**GIVEN REQUEST 1:** How would you put this sentence from the profile of Asmaa Rasheed into Spanish: "She has a PhD in sociology and specializes in the sociology of gender."

**TEXT SHOWN:**
- Citizenship: Iraq
- Education: University of Baghdad
- Occupation: Professor of Sociology
- Employer: University of Baghdad Center for Women's Studies
- Organization: Iraqi Women's League

= Asmaa Rasheed =

Iraqi professor

Asmaa Jamil Rashid (Arabic: أسماء جميل رشيد; also Asma Jamil Rashid, or Asmaa Jameel Rasheed) is an Iraqi professor at the University of Baghdad's Center for Women's Studies. She has a PhD in sociology and specializes in the sociology of gender. Rashid is a representative of the Iraqi Women's League and has given presentations and workshops on the topics of youth reluctance to vote, domestic violence, gender discrimination in school curriculum, female drop out rate in rural areas, limiting child marriage, and the employment of widowed women. Rashid is also a teacher at the Center for the Revival of Arab Scientific Heritage.

== Academic work ==
Rashid's scholarly work includes her article "Al-Tamthyl al-Syasy lil-Mar'ah al-Iraqyah" (The Political Representation of the Iraqi Woman) published in 2010. She has also published a sociological study on the condition of Iraqi women in 2006, focusing on women's political participation in the first three years after the fall in 2003 of the Ba'athist regime in Iraq, Al-Mar'ah al-'Iraqyah ba'd thalath sanawaat men al-Taghir (The Iraqi Woman after Three Years following the Change).

**DATA TO PROCESS:**
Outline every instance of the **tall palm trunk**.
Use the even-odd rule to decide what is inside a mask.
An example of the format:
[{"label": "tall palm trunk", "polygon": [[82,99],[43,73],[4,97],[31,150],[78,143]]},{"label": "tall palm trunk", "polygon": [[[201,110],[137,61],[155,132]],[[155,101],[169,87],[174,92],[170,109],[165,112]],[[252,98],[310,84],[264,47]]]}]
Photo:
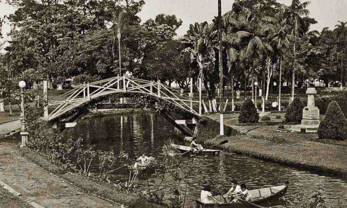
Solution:
[{"label": "tall palm trunk", "polygon": [[295,87],[295,43],[294,43],[294,46],[293,50],[293,74],[291,76],[291,101],[293,101],[293,100],[294,99],[294,87]]},{"label": "tall palm trunk", "polygon": [[278,111],[281,110],[281,86],[282,86],[282,55],[280,53],[280,77],[278,84]]}]

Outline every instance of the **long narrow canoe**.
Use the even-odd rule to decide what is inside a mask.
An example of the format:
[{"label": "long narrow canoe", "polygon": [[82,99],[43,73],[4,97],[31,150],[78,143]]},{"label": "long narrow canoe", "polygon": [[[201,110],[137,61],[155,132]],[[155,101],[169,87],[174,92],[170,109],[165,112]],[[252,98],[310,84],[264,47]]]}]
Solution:
[{"label": "long narrow canoe", "polygon": [[181,152],[185,152],[187,151],[190,151],[187,153],[198,154],[208,154],[213,155],[218,155],[220,153],[220,150],[212,150],[210,149],[205,149],[202,150],[196,150],[194,152],[191,151],[192,148],[188,146],[184,146],[184,145],[179,145],[179,144],[171,144],[171,145],[174,147],[177,151]]},{"label": "long narrow canoe", "polygon": [[[267,187],[249,190],[253,199],[249,202],[258,205],[266,205],[269,202],[278,200],[284,196],[288,189],[289,183],[286,181],[286,185],[271,187]],[[246,208],[255,207],[249,203],[245,202],[239,202],[230,203],[226,203],[223,197],[220,195],[213,196],[217,201],[222,203],[204,203],[201,202],[200,199],[195,201],[197,208]]]}]

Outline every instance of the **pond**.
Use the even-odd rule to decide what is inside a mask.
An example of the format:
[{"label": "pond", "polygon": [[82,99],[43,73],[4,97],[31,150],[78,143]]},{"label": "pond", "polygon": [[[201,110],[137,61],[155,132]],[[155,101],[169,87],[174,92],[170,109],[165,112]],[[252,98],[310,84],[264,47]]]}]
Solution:
[{"label": "pond", "polygon": [[[85,138],[98,150],[113,150],[117,154],[124,151],[132,158],[142,152],[147,155],[152,153],[155,158],[162,157],[164,142],[169,140],[174,140],[176,143],[184,143],[168,121],[151,113],[85,117],[64,134],[66,138]],[[190,178],[188,182],[187,193],[192,199],[200,197],[201,184],[211,177],[224,192],[229,188],[228,184],[234,179],[245,183],[249,189],[282,185],[288,180],[290,185],[285,197],[287,207],[298,205],[296,200],[298,194],[308,196],[320,185],[327,204],[331,207],[346,195],[347,182],[338,178],[232,153],[222,153],[219,156],[201,158],[203,162],[199,164],[198,174]],[[97,168],[96,165],[94,167]],[[115,173],[112,179],[125,180],[129,175],[127,171],[126,168],[120,169]],[[163,185],[169,186],[171,182],[166,182]],[[136,183],[138,190],[147,190],[145,181],[138,180]],[[166,193],[167,197],[170,195],[168,192],[168,190]]]}]

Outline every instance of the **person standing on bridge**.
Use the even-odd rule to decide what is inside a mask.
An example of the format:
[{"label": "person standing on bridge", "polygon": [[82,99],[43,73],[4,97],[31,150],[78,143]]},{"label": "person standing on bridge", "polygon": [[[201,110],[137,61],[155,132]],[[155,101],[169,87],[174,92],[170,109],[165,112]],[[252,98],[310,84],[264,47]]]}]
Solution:
[{"label": "person standing on bridge", "polygon": [[[133,76],[133,73],[130,72],[129,69],[127,70],[127,72],[125,73],[125,76],[129,77],[129,78],[133,78],[134,76]],[[128,82],[127,82],[127,88],[129,86],[129,83],[130,81],[129,80],[128,81]],[[132,86],[133,86],[132,84]]]}]

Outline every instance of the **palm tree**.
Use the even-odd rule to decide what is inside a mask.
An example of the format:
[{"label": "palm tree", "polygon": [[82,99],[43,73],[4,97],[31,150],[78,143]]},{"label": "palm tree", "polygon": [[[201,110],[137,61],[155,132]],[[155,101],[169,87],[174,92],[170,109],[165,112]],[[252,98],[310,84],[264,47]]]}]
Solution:
[{"label": "palm tree", "polygon": [[124,32],[126,30],[127,25],[127,21],[124,18],[124,14],[122,11],[121,11],[118,14],[118,17],[114,20],[113,25],[115,26],[115,30],[113,31],[113,43],[112,45],[112,52],[114,57],[115,45],[116,41],[116,36],[114,35],[114,33],[116,32],[117,33],[117,38],[118,39],[118,56],[119,60],[119,76],[122,76],[122,69],[121,69],[121,48],[120,48],[120,39],[121,37],[122,33]]},{"label": "palm tree", "polygon": [[287,14],[290,19],[290,24],[291,26],[291,35],[294,36],[293,46],[293,72],[291,80],[291,100],[294,99],[294,86],[295,85],[295,46],[296,44],[299,32],[301,32],[301,27],[304,24],[304,20],[301,17],[307,16],[310,14],[310,11],[306,9],[311,3],[306,1],[302,3],[300,0],[292,0],[291,4],[289,7]]},{"label": "palm tree", "polygon": [[336,35],[339,41],[340,42],[341,47],[341,84],[344,81],[343,77],[343,66],[342,65],[343,60],[345,58],[345,53],[346,52],[346,44],[347,44],[347,22],[337,21],[340,24],[335,26]]},{"label": "palm tree", "polygon": [[281,110],[281,88],[282,86],[282,60],[284,58],[283,50],[290,44],[289,40],[293,36],[289,34],[290,26],[287,23],[288,18],[286,15],[288,8],[282,4],[279,8],[278,12],[272,17],[265,17],[263,19],[268,23],[266,27],[271,32],[269,38],[271,40],[270,44],[276,47],[278,51],[279,60],[279,73],[278,110]]},{"label": "palm tree", "polygon": [[[206,22],[200,24],[196,23],[194,26],[191,24],[189,30],[181,41],[186,46],[184,51],[190,51],[192,60],[196,61],[199,66],[199,77],[203,79],[210,100],[213,99],[213,92],[209,90],[204,74],[212,74],[211,70],[214,70],[214,49],[218,43],[217,32],[213,23],[209,25]],[[214,84],[210,82],[210,84],[212,90]]]}]

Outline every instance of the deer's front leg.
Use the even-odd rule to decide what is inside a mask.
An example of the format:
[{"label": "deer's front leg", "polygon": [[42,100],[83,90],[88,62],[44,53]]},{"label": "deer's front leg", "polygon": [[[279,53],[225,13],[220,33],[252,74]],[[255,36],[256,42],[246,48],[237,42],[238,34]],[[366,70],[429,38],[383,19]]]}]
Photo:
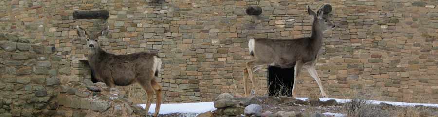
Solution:
[{"label": "deer's front leg", "polygon": [[298,79],[300,76],[300,72],[301,71],[301,68],[303,67],[303,64],[304,63],[301,60],[298,60],[296,61],[296,63],[295,65],[295,77],[293,78],[293,87],[292,88],[292,95],[291,96],[292,97],[296,96],[295,93],[295,87],[296,86],[296,80]]},{"label": "deer's front leg", "polygon": [[314,79],[316,81],[316,83],[318,83],[318,86],[319,87],[319,90],[321,90],[321,94],[322,96],[322,97],[328,98],[328,97],[327,96],[327,95],[326,94],[326,92],[324,92],[324,88],[321,83],[321,80],[319,79],[319,77],[318,77],[318,73],[316,72],[315,66],[310,65],[310,66],[307,68],[307,71],[309,72],[309,74],[313,78],[313,79]]}]

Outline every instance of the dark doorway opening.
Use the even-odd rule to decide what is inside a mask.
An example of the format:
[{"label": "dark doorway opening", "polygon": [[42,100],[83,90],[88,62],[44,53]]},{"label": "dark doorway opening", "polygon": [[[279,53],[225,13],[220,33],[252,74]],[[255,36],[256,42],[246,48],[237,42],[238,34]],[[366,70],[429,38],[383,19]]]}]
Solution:
[{"label": "dark doorway opening", "polygon": [[91,68],[90,68],[90,64],[88,63],[88,61],[84,60],[80,60],[79,61],[81,62],[82,63],[84,64],[84,67],[87,68],[87,69],[90,69],[90,71],[91,72],[91,74],[90,75],[91,75],[91,81],[93,82],[93,83],[99,82],[100,81],[99,81],[98,80],[97,80],[97,79],[96,79],[96,78],[95,77],[95,75],[94,75],[94,71],[93,70],[91,69]]},{"label": "dark doorway opening", "polygon": [[290,97],[293,87],[294,67],[268,66],[268,87],[270,96]]},{"label": "dark doorway opening", "polygon": [[93,82],[93,83],[96,83],[99,82],[99,81],[96,79],[96,78],[94,78],[94,71],[90,69],[90,71],[91,72],[91,81]]}]

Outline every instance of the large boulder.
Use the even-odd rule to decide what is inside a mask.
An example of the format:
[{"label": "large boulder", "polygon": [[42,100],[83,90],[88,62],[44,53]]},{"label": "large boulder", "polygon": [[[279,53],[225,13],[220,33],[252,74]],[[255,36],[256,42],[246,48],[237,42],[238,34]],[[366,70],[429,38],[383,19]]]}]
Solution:
[{"label": "large boulder", "polygon": [[213,117],[213,113],[211,113],[211,111],[207,111],[206,112],[200,113],[196,116],[196,117]]}]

**GIVEN REQUEST 2:** Add 103 to every coordinate in the answers, then give again only the part of the entries that opens with the line containing "Outline every instance of the large boulder." and runs through the end of the entries, requests included.

**CORRECT ANSWER 1:** Tiene un doctorado en sociología y se especializa en la sociología de género.

**CORRECT ANSWER 2:**
Outline every instance of the large boulder.
Use the even-odd rule to decide what is inside a mask.
An example of the format:
[{"label": "large boulder", "polygon": [[42,100],[83,90],[88,62],[44,53]]},{"label": "large boulder", "polygon": [[[279,53],[225,13],[220,33],[252,74]],[[255,36],[256,42],[246,48],[237,42],[238,34]],[[366,70],[429,38],[383,19]]]}]
Solution:
[{"label": "large boulder", "polygon": [[316,220],[316,216],[314,216],[314,214],[310,214],[309,215],[303,216],[299,219],[299,220]]}]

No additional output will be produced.